◆ Written problem:
Rewrite the items below from the line containing "For this exercise we mark the concrete" through the line containing "[(430, 329)]", swapping "single pin" for "single dot" and changing nothing else. Give back only those lines.

** Start Supplied material **

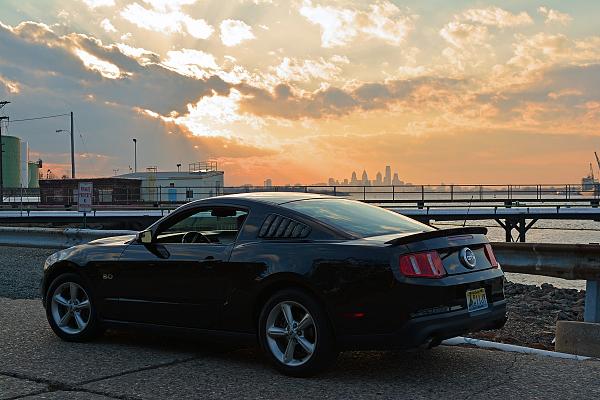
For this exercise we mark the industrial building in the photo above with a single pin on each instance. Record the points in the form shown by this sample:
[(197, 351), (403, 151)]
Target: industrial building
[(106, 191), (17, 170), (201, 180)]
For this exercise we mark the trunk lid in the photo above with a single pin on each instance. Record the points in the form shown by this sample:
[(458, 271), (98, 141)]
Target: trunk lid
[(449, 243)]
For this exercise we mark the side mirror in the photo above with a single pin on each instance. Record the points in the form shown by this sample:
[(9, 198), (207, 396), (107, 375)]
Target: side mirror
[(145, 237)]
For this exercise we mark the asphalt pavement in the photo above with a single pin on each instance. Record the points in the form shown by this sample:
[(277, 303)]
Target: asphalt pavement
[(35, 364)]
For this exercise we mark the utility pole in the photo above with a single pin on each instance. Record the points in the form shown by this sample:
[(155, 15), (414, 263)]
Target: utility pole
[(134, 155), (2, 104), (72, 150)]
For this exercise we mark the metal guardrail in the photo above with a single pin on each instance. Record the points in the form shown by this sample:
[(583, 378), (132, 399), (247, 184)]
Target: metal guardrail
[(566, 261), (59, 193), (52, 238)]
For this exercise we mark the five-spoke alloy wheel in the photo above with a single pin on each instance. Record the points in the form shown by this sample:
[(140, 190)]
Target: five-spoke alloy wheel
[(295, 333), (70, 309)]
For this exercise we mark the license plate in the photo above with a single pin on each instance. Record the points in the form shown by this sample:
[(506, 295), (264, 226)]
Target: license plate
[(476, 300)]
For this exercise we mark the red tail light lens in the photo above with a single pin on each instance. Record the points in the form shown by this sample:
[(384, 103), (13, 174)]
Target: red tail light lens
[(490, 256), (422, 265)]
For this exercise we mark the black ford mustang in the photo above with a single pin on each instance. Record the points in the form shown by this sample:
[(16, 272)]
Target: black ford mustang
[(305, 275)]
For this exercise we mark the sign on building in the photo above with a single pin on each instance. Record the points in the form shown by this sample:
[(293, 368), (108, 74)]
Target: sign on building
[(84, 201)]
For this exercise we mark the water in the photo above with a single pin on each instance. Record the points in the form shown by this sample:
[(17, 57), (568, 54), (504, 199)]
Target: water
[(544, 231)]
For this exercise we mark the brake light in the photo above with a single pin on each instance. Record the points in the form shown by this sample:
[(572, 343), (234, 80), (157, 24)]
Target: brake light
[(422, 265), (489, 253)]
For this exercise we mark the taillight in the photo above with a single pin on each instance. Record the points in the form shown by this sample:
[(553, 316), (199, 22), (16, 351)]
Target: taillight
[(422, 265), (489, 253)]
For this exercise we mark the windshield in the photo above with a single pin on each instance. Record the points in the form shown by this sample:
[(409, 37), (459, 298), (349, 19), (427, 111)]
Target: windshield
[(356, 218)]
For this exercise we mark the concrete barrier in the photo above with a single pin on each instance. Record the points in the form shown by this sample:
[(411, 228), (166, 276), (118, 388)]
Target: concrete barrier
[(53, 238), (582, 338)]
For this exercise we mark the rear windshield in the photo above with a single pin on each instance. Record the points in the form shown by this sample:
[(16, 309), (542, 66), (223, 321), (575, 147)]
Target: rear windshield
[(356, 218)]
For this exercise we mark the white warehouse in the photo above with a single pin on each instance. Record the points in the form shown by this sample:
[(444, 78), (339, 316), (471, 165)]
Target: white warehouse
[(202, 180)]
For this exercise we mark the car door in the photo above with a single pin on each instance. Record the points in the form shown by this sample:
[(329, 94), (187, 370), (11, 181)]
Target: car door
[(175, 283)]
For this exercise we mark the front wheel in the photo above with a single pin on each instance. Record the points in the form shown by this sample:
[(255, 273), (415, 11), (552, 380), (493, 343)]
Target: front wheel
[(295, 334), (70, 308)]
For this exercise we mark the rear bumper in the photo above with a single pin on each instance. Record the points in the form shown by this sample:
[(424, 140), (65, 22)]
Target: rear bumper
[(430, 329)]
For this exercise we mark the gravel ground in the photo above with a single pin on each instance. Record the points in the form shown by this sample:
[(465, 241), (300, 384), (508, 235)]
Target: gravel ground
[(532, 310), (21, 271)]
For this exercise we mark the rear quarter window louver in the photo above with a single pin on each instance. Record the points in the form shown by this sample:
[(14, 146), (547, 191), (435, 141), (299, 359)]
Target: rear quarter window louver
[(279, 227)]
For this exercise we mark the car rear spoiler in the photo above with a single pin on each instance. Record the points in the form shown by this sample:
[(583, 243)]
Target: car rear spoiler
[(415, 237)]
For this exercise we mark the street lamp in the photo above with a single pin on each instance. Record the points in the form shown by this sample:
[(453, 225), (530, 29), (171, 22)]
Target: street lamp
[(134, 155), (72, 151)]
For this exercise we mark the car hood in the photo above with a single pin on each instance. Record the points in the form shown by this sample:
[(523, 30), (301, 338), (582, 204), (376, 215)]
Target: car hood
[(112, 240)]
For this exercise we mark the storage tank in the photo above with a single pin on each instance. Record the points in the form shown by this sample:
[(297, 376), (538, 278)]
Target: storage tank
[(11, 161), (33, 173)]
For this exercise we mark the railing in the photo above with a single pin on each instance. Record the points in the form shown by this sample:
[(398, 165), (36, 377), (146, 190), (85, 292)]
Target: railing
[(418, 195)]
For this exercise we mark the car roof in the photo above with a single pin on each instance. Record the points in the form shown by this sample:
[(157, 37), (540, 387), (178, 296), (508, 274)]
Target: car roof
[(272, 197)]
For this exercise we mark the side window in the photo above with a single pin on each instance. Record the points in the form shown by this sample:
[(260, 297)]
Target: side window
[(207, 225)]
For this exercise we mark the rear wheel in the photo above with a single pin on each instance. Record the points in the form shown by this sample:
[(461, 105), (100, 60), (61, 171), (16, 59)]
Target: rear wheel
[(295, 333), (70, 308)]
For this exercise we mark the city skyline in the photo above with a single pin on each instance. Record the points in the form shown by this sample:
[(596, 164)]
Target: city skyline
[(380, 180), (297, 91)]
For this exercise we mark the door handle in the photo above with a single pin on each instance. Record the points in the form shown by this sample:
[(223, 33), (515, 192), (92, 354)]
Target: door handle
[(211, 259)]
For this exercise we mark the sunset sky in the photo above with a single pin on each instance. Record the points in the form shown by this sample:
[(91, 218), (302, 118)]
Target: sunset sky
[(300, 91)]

** End Supplied material **

◆ Answer in full:
For this exercise we mark the concrete barrier in the photo above with a single dot on each instance. Record the points in the form shown by this sample:
[(411, 228), (166, 276), (118, 388)]
Target: concrete barrier
[(53, 238), (582, 338)]
For this exercise we mark the rear windshield in the photo above with a single dot on each instance. Record the points in the form shown by this sample:
[(16, 309), (542, 66), (223, 321), (575, 147)]
Target: rear windshield
[(356, 218)]
For this exercise we mark the white warehouse in the photo above with a single dot on each instance. Record the points in the form shown by this sample:
[(444, 78), (339, 316), (471, 165)]
Target: white warehouse
[(202, 180)]
For this exercise we mark the car door in the photo above with a single dot on each instance. Record the points in the form shown by this sample:
[(329, 94), (187, 370), (11, 181)]
Target: car door
[(175, 283)]
For this exercise we mark the front wheel in the photo above with a single dot on each instance. Record the points in the form shown by this sample:
[(255, 273), (415, 11), (552, 380), (493, 343)]
Target: front wheel
[(295, 334), (70, 308)]
For this exercise we mark the rear bumper in the photo above with a single dot on each instance. Record the points in the form shown by this sample:
[(424, 140), (65, 22)]
Target: rear bumper
[(430, 329)]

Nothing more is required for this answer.